━━ Source extract

Featured Image Credit: PA

Donald Trump's White House has confirmed it will allow hunters to import the heads of elephants killed in Zimbabwe and Zambia back to the U.S. as part of a bid to encourage hunting.

Credit: PA

The decision reverses a policy from former President Barack Obama's time in power which aimed to protect endangered African elephants who are targeted for ivory.

Under the move, hunters who killed elephants between January 21, 2016 and December 31, 2018 can apply to bring their trophies back to the US.

The US Fish and Wildlife Service announced the reversal at the African Wildlife Consultative Forum, co-hosted by Tanzania and Safari Club International Foundation.

The agency reported that it had made "positive enhancement findings" proving that legally hunting elephants in the two African countries would benefit wildlife in the region.

"These positive findings for Zimbabwe and Zambia demonstrate that the Fish and Wildlife Service recognizes that hunting is beneficial to wildlife and that these range countries know how to manage their elephant populations," said SCI President Paul Babaz.

"We appreciate the efforts of the Service and the U.S. Department of the Interior to remove barriers to sustainable use conservation for African wildlife."

━━━━
━━ Items

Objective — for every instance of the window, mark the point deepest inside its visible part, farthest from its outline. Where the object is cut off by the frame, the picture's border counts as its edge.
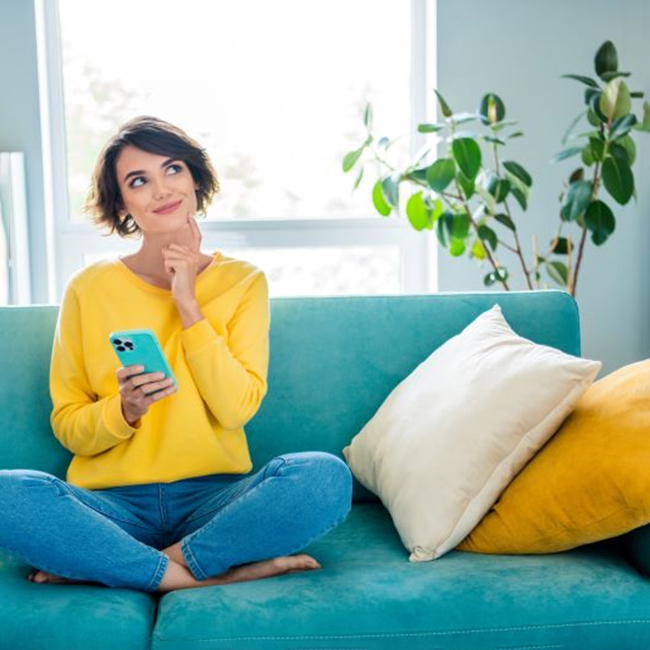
(276, 108)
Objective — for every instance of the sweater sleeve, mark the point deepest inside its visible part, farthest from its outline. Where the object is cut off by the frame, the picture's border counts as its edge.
(83, 424)
(230, 364)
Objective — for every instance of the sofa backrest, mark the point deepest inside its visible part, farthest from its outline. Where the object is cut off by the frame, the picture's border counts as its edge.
(333, 361)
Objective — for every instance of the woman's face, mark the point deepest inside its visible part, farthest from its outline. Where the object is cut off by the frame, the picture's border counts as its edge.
(157, 191)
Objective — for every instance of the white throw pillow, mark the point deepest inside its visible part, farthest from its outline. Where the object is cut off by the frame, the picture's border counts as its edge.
(452, 435)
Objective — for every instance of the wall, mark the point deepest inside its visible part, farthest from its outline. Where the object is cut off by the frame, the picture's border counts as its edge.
(20, 128)
(519, 50)
(516, 49)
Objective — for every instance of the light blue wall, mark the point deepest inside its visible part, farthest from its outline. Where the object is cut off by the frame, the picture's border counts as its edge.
(519, 49)
(20, 128)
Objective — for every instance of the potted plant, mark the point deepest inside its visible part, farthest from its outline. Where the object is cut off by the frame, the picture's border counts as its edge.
(473, 194)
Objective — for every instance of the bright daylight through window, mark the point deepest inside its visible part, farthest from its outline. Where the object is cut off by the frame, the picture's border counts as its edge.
(276, 108)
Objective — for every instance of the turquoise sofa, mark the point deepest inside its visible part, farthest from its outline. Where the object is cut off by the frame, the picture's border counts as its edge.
(333, 362)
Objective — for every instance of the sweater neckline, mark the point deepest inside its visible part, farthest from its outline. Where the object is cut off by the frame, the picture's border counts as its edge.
(136, 279)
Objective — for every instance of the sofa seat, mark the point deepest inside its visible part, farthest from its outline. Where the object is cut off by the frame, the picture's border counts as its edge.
(369, 596)
(70, 617)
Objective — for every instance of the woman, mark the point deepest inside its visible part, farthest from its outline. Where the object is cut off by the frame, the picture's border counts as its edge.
(159, 494)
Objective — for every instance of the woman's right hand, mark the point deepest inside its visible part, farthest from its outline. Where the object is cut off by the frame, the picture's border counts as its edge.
(135, 391)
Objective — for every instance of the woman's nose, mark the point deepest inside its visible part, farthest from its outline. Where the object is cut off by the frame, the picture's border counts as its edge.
(160, 188)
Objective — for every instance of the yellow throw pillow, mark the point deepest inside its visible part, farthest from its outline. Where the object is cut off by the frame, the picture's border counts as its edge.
(591, 481)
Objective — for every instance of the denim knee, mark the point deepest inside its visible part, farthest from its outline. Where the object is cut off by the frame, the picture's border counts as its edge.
(329, 483)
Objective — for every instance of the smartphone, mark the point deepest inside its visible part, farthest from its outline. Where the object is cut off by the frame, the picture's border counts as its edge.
(141, 348)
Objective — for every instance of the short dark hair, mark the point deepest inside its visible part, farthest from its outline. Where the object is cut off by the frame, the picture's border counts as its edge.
(151, 134)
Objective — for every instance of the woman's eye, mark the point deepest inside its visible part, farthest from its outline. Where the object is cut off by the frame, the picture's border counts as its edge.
(177, 169)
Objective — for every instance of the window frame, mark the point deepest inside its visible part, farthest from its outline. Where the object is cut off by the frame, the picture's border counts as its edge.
(69, 240)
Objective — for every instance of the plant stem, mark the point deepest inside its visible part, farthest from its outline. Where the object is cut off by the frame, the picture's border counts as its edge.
(583, 238)
(517, 249)
(493, 261)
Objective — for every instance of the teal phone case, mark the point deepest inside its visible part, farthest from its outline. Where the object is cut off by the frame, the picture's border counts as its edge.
(141, 348)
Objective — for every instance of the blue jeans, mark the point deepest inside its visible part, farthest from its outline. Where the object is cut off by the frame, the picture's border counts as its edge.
(115, 536)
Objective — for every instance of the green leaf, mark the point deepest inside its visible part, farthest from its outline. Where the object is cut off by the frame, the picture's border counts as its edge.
(434, 210)
(615, 100)
(624, 147)
(606, 59)
(467, 185)
(585, 80)
(351, 158)
(608, 76)
(561, 246)
(572, 126)
(379, 201)
(488, 199)
(461, 118)
(493, 139)
(506, 221)
(644, 125)
(417, 212)
(618, 179)
(430, 128)
(460, 225)
(492, 109)
(486, 233)
(558, 272)
(359, 177)
(444, 227)
(444, 107)
(498, 188)
(622, 126)
(517, 170)
(390, 188)
(440, 174)
(495, 276)
(521, 196)
(367, 116)
(457, 247)
(594, 151)
(592, 118)
(594, 105)
(576, 200)
(467, 154)
(599, 219)
(478, 251)
(567, 153)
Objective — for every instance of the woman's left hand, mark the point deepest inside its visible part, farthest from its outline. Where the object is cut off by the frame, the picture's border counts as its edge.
(182, 263)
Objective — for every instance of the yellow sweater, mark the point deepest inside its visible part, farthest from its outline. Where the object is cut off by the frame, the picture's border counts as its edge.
(220, 364)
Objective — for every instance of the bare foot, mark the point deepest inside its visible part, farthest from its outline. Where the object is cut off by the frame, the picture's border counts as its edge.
(44, 576)
(177, 577)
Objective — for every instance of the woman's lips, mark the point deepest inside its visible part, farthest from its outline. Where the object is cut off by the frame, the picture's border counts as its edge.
(169, 209)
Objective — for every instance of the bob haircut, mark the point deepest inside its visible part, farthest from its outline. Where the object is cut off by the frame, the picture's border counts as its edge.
(151, 134)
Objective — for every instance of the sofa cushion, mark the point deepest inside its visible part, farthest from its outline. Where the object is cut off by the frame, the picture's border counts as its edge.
(590, 482)
(367, 596)
(64, 617)
(332, 364)
(452, 435)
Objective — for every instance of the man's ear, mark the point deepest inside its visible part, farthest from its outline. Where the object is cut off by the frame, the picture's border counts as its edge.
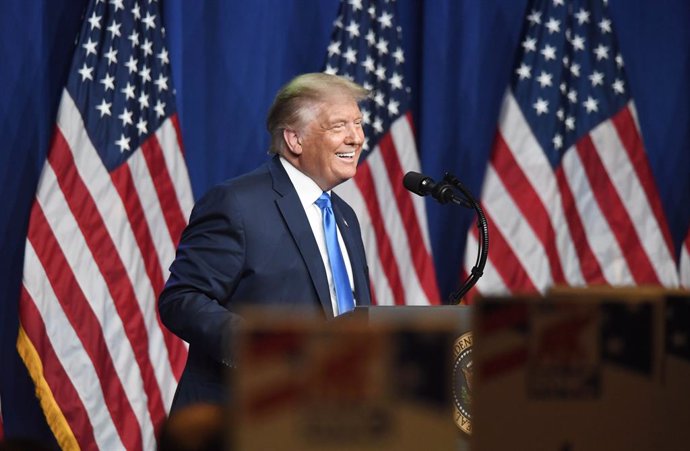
(293, 141)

━━━━

Job 1:
In the elephant trophy article, where did the US Fish and Wildlife Service announce the reversal?
Job 2:
Decide whether each statement agrees with the elephant trophy article, and answer yes or no with the text's deciding words: (a) The decision reverses a policy from Barack Obama's time as president. (b) Hunters who killed elephants in 2015 can apply to bring their trophies back to the US. (c) The decision covers elephants killed in Zimbabwe and Tanzania.
Job 3:
Carry on the elephant trophy article from its final sentence.

Exercise output 1:
It announced the reversal at the African Wildlife Consultative Forum, co-hosted by Tanzania and Safari Club International Foundation.

Exercise output 2:
(a) Yes: "The decision reverses a policy from former President Barack Obama's time in power"
(b) No: "hunters who killed elephants between January 21, 2016 and December 31, 2018 can apply to bring their trophies back to the US"
(c) No: "the heads of elephants killed in Zimbabwe and Zambia"

Exercise output 3:
Although African elephants are listed as endangered, the US government is open to hunters killing the animals and importing their trophies if they can prove it helps conserve the species.

The agency said it found that "well-regulated sport hunting" would help preserve the species and allow more money to be spent on conservation efforts.

In 2014, Obama's administration banned importing elephant trophies as part of a plan to protect the species whose populations were declining rapidly.

This led to Zimbabwean and Zambian officials making greater efforts to tackle poaching and to keep track of hunting permits and quotas.

The U.S. government's decision has been lauded by the Safari Club and the National Rifle Association (NRA), who have praised the administration for recognising the importance of "sound scientific wildlife management".

"By lifting the import ban on elephant trophies in Zimbabwe and Zambia the Trump Administration underscored, once again, the importance of sound scientific wildlife management and regulated hunting to the survival and enhancement of game species in this country and worldwide," Chris Cox, executive director of the NRA's Institute for Legislative Action, said in a statement.

Donald Trump Jr. Credit: PA

Hunting is a beloved sport for several members of the Trump administration, including the president's son, Donald Trump Jr. who has previously been pictured holding a severed elephant tail.

However, animal rights groups have vilified the government's reversal, saying the move encourages trophy hunters and ignores threatened species.

"Let's be clear: elephants are on the list of threatened species; the global community has rallied to stem the ivory trade; and now, the U.S. government is giving American trophy hunters the green light to kill them," Wayne Pacelle, president of the Humane Society of the United States, wrote in a blog post slamming the decision.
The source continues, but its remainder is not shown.